* DOCUMENT EXTRACT *
*** Block opens ***

Lacunar infarcts are associated primarily with hypertension and diabetes. They occur in the small penetrating arteries supplying the internal capsule, thalamus and upper brain stem. Isolated motor or sensory deficits are most commonly seen.

Clinical features

History

This includes the circumstances, time of onset, associated symptoms such as headache, and any resolution/progression of signs and symptoms. It may be necessary to take a history from a relative or friend, particularly in the presence of dysphasia or reduced conscious state. The history of a stroke is usually that of the acute onset of a neurological deficit over minutes; occasionally, however, there may be a more gradual or stuttering presentation over a period of hours. A past history of similar events suggestive of a TIA should be carefully sought. The presence of severe headache with the onset of symptoms may indicate ICH or SAH. However, headache may also occur with ischaemic strokes. Acute neck pain in association with neurological symptoms should raise the concern of arterial dissection or SAH.

*** Block closes ***

* BRIEF 1 *
In the stroke passage, which two conditions are lacunar infarcts primarily associated with?
* BRIEF 2 *
Please copy out the stretch of the stroke passage from "This includes the" through "dissection or SAH.".

* EXCERPTED RECORDS *
*** Block opens ***

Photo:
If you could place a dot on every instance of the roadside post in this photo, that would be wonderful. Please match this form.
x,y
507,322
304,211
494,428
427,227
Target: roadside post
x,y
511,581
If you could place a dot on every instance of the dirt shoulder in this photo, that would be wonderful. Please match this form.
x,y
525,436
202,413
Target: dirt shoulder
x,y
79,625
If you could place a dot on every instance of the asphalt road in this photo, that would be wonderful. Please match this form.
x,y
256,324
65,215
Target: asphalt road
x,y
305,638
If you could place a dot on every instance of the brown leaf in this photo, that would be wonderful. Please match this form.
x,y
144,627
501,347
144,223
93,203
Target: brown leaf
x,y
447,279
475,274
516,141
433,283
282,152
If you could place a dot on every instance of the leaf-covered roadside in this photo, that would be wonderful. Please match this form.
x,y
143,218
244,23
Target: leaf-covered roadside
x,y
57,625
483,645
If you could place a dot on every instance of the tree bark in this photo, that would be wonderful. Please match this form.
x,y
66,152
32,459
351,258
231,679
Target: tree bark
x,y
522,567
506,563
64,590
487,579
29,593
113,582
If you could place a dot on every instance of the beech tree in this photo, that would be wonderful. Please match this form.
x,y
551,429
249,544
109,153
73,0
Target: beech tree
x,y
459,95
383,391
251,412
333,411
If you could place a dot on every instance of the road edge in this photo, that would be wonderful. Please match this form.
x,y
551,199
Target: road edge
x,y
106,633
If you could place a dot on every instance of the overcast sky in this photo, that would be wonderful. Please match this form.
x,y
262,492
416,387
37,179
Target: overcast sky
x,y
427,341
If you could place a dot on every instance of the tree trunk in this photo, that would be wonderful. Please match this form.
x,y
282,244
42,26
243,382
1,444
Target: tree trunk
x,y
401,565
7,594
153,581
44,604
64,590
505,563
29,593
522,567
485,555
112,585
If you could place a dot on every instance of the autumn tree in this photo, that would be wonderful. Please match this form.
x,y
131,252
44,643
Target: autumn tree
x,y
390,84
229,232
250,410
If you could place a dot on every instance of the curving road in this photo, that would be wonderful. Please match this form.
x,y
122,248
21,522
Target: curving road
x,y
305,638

*** Block closes ***

* RESULT 1 *
Hypertension and diabetes.

* RESULT 2 *
This includes the circumstances, time of onset, associated symptoms such as headache, and any resolution/progression of signs and symptoms. It may be necessary to take a history from a relative or friend, particularly in the presence of dysphasia or reduced conscious state. The history of a stroke is usually that of the acute onset of a neurological deficit over minutes; occasionally, however, there may be a more gradual or stuttering presentation over a period of hours. A past history of similar events suggestive of a TIA should be carefully sought. The presence of severe headache with the onset of symptoms may indicate ICH or SAH. However, headache may also occur with ischaemic strokes. Acute neck pain in association with neurological symptoms should raise the concern of arterial dissection or SAH.